22 de octubre 2018
Estados Unidos sigue estando en un estado de guerra civil. No sólo una guerra civil, sino la guerra civil. En la primera vuelta, allá por los años 1860, la Confederación perdió. Sin embargo, ahora la Confederación está ganando temporariamente. Estados Unidos sigue siendo un país dividido por dos culturas.
Desde el principio, Estados Unidos ha sido un campo de batalla de dos visiones encontradas. El credo fundador de Estados Unidos era que “todos los hombres son creados iguales”. Sin embargo, la realidad fundadora era que los hombres blancos eran mucho más iguales que cualquier otro. Los hombres blancos tenían esclavos, les negaban el voto a las mujeres y se apropiaban de las tierras y de las vidas de los norteamericanos nativos.
Durante la Guerra Civil de 1861-1865, la Confederación esclavista, integrada por 13 estados secesionistas, fue derrotada por 19 estados del norte y luego ocupada por el gobierno federal durante una docena de años. Sin embargo, una vez terminada la “Reconstrucción” en 1877, el sur practicó enérgicamente un racismo sistémico durante casi un siglo, hasta que el Congreso norteamericano sancionó la Ley de Derechos Civiles en 1964 y la Ley de Derecho al Voto en 1965, principalmente con el apoyo de los demócratas del norte. A partir de ese momento, los votantes blancos del sur desertaron del Partido Demócrata en masa. Los republicanos abrazaron la llamada estrategia sureña, basada en resistir el ascenso de los afronorteamericanos y otros grupos minoritarios y en oponerse a toda legislación que les transfiriera fondos, estatus o poder.

◆ **OBJETIVO DEL EJERCICIO**
Según el documento fuente, ¿en qué año terminó la "Reconstrucción"?

◆ **DATOS PARA REVISAR**
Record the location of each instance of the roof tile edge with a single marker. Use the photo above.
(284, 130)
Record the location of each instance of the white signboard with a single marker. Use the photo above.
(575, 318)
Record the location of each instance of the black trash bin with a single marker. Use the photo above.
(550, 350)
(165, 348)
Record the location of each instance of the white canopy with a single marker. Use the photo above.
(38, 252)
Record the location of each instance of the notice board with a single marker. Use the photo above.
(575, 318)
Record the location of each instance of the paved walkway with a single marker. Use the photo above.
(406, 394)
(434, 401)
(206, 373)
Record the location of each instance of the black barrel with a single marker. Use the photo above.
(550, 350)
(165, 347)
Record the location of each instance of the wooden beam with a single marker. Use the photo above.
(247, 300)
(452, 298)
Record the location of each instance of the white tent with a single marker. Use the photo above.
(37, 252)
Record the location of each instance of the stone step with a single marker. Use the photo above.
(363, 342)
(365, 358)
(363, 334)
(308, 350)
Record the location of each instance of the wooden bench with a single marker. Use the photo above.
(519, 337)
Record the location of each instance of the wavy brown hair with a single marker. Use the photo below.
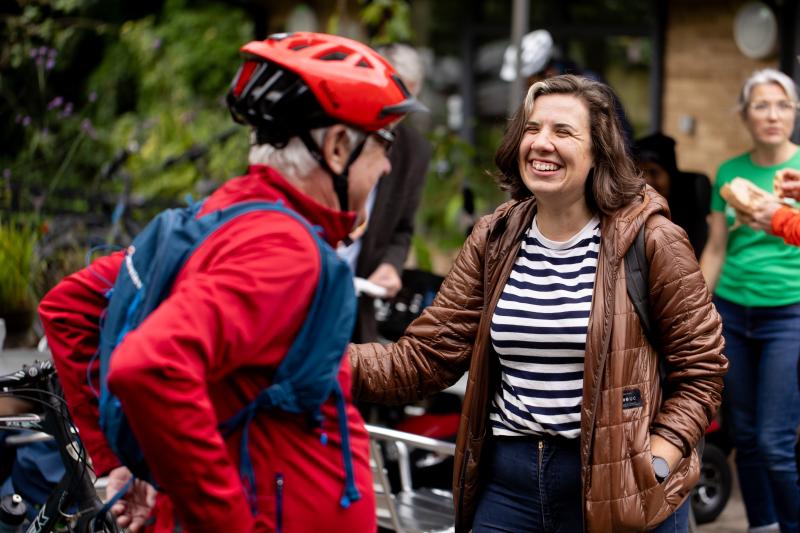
(614, 180)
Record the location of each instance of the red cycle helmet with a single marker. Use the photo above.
(292, 83)
(301, 81)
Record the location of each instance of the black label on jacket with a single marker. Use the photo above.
(631, 398)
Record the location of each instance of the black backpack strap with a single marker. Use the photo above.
(637, 275)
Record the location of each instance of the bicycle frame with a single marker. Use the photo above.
(76, 487)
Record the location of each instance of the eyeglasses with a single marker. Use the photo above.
(385, 138)
(783, 107)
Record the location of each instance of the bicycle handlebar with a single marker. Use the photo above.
(27, 375)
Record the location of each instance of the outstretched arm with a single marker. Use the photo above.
(70, 314)
(436, 348)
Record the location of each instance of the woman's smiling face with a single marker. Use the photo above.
(555, 153)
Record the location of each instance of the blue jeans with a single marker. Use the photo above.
(763, 407)
(537, 489)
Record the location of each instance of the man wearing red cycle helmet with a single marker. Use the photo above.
(320, 108)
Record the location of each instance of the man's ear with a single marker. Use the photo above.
(336, 147)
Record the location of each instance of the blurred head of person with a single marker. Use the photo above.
(407, 63)
(655, 155)
(566, 139)
(768, 105)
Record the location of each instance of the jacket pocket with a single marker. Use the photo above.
(278, 503)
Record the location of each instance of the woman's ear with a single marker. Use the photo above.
(336, 147)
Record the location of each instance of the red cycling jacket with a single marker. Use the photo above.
(207, 350)
(786, 224)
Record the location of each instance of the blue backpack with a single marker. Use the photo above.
(304, 380)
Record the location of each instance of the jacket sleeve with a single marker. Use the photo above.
(691, 337)
(414, 181)
(233, 311)
(70, 315)
(435, 350)
(786, 224)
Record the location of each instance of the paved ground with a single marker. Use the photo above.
(733, 518)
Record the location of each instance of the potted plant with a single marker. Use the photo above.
(18, 277)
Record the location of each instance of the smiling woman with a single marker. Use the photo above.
(564, 390)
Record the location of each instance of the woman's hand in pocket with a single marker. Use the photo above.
(661, 447)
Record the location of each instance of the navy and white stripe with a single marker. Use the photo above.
(539, 332)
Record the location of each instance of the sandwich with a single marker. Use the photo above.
(745, 196)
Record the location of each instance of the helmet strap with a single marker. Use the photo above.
(340, 180)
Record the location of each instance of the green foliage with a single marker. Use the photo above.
(173, 72)
(50, 141)
(19, 270)
(388, 20)
(76, 90)
(455, 165)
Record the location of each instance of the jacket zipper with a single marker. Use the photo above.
(599, 373)
(278, 503)
(539, 479)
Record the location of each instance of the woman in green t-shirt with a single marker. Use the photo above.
(756, 280)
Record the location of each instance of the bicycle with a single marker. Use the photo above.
(38, 385)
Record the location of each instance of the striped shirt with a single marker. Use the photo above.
(539, 333)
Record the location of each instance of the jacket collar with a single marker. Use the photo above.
(617, 230)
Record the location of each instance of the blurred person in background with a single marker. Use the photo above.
(688, 193)
(565, 426)
(378, 251)
(755, 279)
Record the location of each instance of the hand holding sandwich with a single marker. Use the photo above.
(766, 212)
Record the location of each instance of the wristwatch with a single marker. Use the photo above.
(661, 468)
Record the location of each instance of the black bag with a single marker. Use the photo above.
(393, 316)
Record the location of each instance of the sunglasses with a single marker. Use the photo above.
(384, 137)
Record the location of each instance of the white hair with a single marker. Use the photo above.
(407, 63)
(767, 75)
(293, 161)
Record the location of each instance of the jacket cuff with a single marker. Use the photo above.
(674, 439)
(779, 219)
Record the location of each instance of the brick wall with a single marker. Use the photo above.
(703, 72)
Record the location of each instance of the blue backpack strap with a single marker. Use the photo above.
(146, 277)
(307, 376)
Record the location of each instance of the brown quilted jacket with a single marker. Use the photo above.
(620, 491)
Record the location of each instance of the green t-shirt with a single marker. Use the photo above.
(760, 270)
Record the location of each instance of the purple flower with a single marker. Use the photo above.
(86, 127)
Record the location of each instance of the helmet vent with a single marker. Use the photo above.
(334, 56)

◆ **RESPUESTA**
En 1877.